Text provided:
-=-=-=-=-
So it's late October at this point, and our next project in electronic music was coming up. Technically, we had three major projects between the start of the semester and the final exam. The first was "Cannonball," the midterm project that Dr. Bondari liked so much that he still talks about it to his students. The second was cancelled because Dr. Bondari never got around to assigning it, and when he did remember, it was so close to project 3 that he'd have to choose between giving us too little time for project 2 or too little time for project 3. The third project is the one I'll be talking about in this chapter.
-=-=-=-=-
Required task A: Return every line of the records that contains the word "sand", copied unchanged.
The text and the records have no connection to each other.
-=-=-=-=-
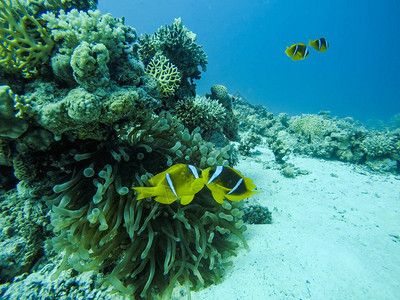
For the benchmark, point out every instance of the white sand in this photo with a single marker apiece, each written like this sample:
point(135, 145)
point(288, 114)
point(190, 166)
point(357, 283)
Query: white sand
point(331, 237)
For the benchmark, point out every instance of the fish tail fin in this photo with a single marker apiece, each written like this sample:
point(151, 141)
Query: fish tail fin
point(187, 199)
point(218, 196)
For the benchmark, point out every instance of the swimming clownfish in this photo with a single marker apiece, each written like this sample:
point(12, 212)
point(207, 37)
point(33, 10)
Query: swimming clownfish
point(182, 182)
point(297, 51)
point(227, 183)
point(320, 44)
point(179, 181)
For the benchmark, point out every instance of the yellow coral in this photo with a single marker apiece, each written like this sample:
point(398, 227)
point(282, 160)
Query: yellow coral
point(24, 42)
point(166, 73)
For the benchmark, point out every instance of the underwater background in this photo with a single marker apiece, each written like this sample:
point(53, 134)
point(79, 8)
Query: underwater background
point(245, 42)
point(131, 147)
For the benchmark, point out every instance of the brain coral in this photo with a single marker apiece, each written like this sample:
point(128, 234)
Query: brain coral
point(92, 29)
point(201, 112)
-=-=-=-=-
Required task B: From the electronic music passage, give back word for word the stretch that begins at the words "So it's late" and stops after "in this chapter.".

Task solution A:
For the benchmark, point out every instance of the white sand in this photo with a single marker apiece, each written like this sample:
Query: white sand

Task solution B:
So it's late October at this point, and our next project in electronic music was coming up. Technically, we had three major projects between the start of the semester and the final exam. The first was "Cannonball," the midterm project that Dr. Bondari liked so much that he still talks about it to his students. The second was cancelled because Dr. Bondari never got around to assigning it, and when he did remember, it was so close to project 3 that he'd have to choose between giving us too little time for project 2 or too little time for project 3. The third project is the one I'll be talking about in this chapter.